▶ **Exercise brief**
Could you copy every entry exactly, dropping the pictures?

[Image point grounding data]
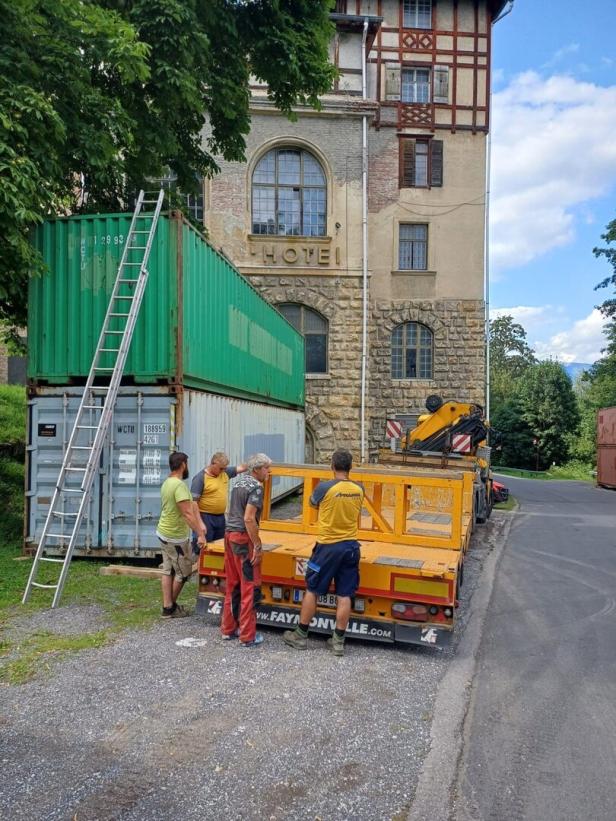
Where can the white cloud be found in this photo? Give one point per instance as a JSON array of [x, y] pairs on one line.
[[553, 151], [582, 342], [561, 53]]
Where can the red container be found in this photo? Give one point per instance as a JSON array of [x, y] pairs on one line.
[[606, 447]]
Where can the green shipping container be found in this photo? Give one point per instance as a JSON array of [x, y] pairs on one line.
[[201, 324]]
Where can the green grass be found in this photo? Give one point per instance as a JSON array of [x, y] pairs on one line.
[[126, 603], [574, 471]]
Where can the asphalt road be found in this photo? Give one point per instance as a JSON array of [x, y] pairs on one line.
[[173, 723], [540, 735]]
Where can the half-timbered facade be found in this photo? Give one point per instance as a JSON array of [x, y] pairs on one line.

▶ **Answer to this exercise**
Where can the white cloud be found in this photo? Give one point per instance as a JSON array of [x, y] pairs on one line.
[[553, 151], [582, 342], [561, 53]]
Where can the red container be found in this photo? Give one point per instance as a JSON array of [x, y] pairs on one line.
[[606, 447]]
Where can the green shipping container be found in this photo? Give one point per instance as a JSON array of [x, y] pairs on one line.
[[201, 324]]
Where can the green grass be found in this photo? Give one point per instance as a JSON array of [x, y] pairs on one line.
[[126, 603], [574, 471]]
Where can the asphalt road be found in this photo? Give one point per instance as a JSON array of [x, y] pairs on one line.
[[173, 723], [540, 735]]
Where can the half-timbered facade be found in this photo? Give one point per instance as a JSON array of [x, y] pairs on one line.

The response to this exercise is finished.